Data records

------

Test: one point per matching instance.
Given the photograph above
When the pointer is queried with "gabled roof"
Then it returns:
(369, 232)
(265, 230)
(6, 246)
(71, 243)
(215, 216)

------

- **Task**
Convert the lines above into a Markdown table with two columns, Number and Record line, giving each line its own row and leaving out any blank lines.

- **Solution below**
| Number | Record line |
|---|---|
| 1 | Test: one point per matching instance. |
| 2 | Given the photograph above |
| 3 | When the pointer is queried with "gabled roof" |
| 4 | Then it returns: |
| 5 | (369, 232) |
| 6 | (265, 230) |
| 7 | (6, 246) |
| 8 | (71, 243) |
| 9 | (215, 216) |